start Source data

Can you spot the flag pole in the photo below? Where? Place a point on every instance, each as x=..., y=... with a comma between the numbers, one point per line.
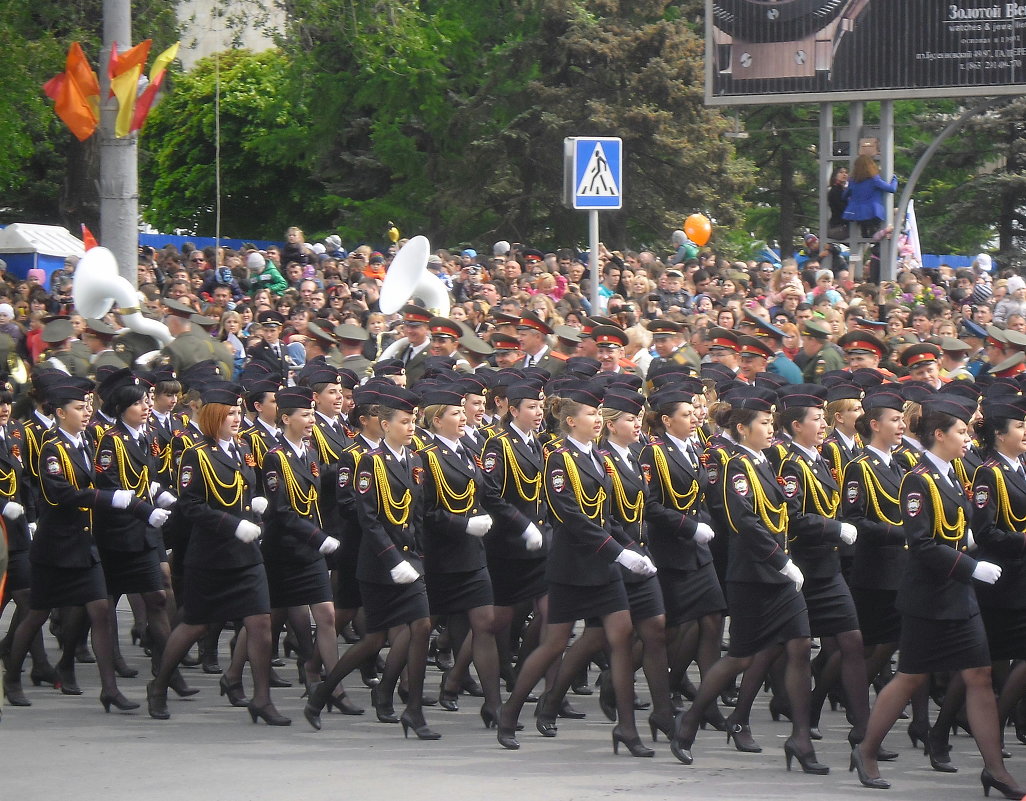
x=118, y=157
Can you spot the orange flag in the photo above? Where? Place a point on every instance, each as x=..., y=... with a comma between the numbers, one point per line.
x=76, y=94
x=87, y=238
x=125, y=70
x=157, y=73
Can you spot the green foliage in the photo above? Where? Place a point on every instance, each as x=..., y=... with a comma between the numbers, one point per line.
x=264, y=189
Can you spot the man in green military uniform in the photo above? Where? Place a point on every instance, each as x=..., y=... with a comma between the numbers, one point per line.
x=191, y=345
x=57, y=334
x=823, y=355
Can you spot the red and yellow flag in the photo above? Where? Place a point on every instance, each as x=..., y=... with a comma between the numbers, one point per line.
x=76, y=94
x=124, y=70
x=157, y=73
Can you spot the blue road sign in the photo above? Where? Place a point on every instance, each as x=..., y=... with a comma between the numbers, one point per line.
x=597, y=172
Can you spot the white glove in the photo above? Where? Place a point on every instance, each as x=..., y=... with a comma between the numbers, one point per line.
x=479, y=525
x=158, y=517
x=122, y=497
x=791, y=571
x=636, y=563
x=13, y=510
x=404, y=572
x=533, y=537
x=329, y=546
x=987, y=572
x=247, y=531
x=703, y=533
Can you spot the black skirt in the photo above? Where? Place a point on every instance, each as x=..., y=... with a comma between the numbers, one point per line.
x=1005, y=632
x=346, y=587
x=878, y=615
x=132, y=572
x=55, y=587
x=18, y=572
x=764, y=614
x=451, y=593
x=645, y=598
x=296, y=585
x=691, y=594
x=569, y=602
x=929, y=646
x=386, y=605
x=831, y=609
x=515, y=581
x=216, y=596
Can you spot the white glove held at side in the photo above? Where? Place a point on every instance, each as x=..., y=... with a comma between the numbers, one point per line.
x=404, y=572
x=987, y=572
x=791, y=571
x=247, y=531
x=478, y=525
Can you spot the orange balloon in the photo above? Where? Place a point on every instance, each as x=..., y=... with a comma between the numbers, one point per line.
x=699, y=229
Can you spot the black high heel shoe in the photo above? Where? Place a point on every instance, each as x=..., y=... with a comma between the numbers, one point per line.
x=447, y=699
x=117, y=701
x=44, y=674
x=988, y=782
x=69, y=686
x=383, y=709
x=235, y=692
x=806, y=760
x=656, y=725
x=156, y=703
x=635, y=746
x=937, y=749
x=268, y=714
x=741, y=734
x=917, y=732
x=872, y=783
x=423, y=730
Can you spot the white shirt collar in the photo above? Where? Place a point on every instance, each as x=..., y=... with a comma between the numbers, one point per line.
x=884, y=457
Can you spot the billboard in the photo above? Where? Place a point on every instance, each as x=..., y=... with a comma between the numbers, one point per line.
x=813, y=50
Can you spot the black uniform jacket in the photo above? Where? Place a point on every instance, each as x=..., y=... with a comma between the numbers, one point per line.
x=938, y=576
x=514, y=496
x=756, y=553
x=215, y=493
x=390, y=508
x=292, y=532
x=870, y=503
x=68, y=495
x=584, y=550
x=998, y=499
x=671, y=529
x=813, y=534
x=447, y=547
x=123, y=463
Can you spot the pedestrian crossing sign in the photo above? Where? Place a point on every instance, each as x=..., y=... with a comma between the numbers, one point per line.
x=593, y=168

end Source data

Extract every line of the rows above without changing a word, leaving the pictures out.

Can you spot the flag pole in the photo below? Where? Place a point on every instance, each as x=..., y=... with a comma between the numbers, one point per line.
x=118, y=157
Can you spot the orange flag in the photo above? Where? Place a point on every instance, each as x=..., y=... with a comma between the numbers, one point per line.
x=76, y=94
x=87, y=238
x=125, y=70
x=157, y=73
Can you spot the green foliage in the photo above? Where? Place a point on every instance, each as x=..., y=... with a comma between the numbers, one point per line.
x=264, y=189
Can you spot the man in green military uniform in the photo above? Where? Place a point on every instance, each as x=..., y=... with a comma between the numbers, one point per line.
x=191, y=345
x=57, y=334
x=823, y=355
Can you spot the red and yellow flag in the photo above? Where? Place a point on every instance, each as x=..., y=... with a comma between the numbers, one point per line.
x=76, y=94
x=124, y=70
x=157, y=73
Can you spot the blue road sign in the photo above? Where? Place a point on every instance, each as x=..., y=... with a comma between the numbers, one point per line.
x=597, y=172
Can you spot the white glove in the photo above? Where? Place a point on every instance, each as x=..., y=... with a comma between the numbers, one point per line.
x=479, y=525
x=158, y=517
x=122, y=497
x=791, y=571
x=636, y=563
x=13, y=510
x=404, y=572
x=533, y=537
x=329, y=546
x=987, y=572
x=247, y=531
x=703, y=533
Can you spot the black skirt in the photo above? Where? Place a point on every instance, each as x=..., y=... with a comma between the numbers, one point per line.
x=1005, y=632
x=346, y=587
x=878, y=615
x=132, y=572
x=55, y=587
x=18, y=572
x=764, y=614
x=451, y=593
x=645, y=598
x=296, y=585
x=691, y=594
x=569, y=602
x=929, y=646
x=386, y=605
x=831, y=609
x=515, y=581
x=216, y=596
Can you spot the white glove held at side in the photo above? Where? Place a point on every instance, each as x=..., y=... with a comma between the numbers, one point per line.
x=404, y=572
x=987, y=572
x=791, y=571
x=247, y=531
x=478, y=525
Can you spot the orange balloon in the photo above? Where? Place a point on every instance, each as x=..., y=... with a comma between the numbers, one point per line.
x=699, y=229
Can you spot the black high heel shoe in the photo above? Where? Place a point on every instance, each as x=..., y=... with a comma between the numbers, one point per line.
x=447, y=699
x=117, y=701
x=44, y=674
x=988, y=782
x=69, y=686
x=383, y=709
x=235, y=692
x=806, y=760
x=656, y=725
x=156, y=703
x=635, y=746
x=937, y=749
x=268, y=714
x=741, y=734
x=917, y=732
x=872, y=783
x=423, y=730
Can you spot the white shirt collar in the photo above? Where? Place a point on every instance, each as x=..., y=... with a comma between the numbers, one point per line.
x=884, y=457
Can you spot the billboard in the photo above? Where? Place a point on every instance, each as x=..., y=... with a comma between the numbers, one point per line.
x=813, y=50
Can you spot the black uniform jacket in the photo above? Where? Place a point on every instance, each as x=..., y=... with a comma between the numbers, one point per line.
x=938, y=576
x=514, y=496
x=756, y=553
x=215, y=493
x=390, y=508
x=292, y=532
x=870, y=503
x=68, y=495
x=584, y=550
x=998, y=499
x=671, y=529
x=813, y=534
x=447, y=547
x=123, y=463
Can you spot the pedestrian crossing sign in the photo above? Where? Place a point on every instance, each as x=..., y=... with a comma between the numbers, one point per line.
x=593, y=168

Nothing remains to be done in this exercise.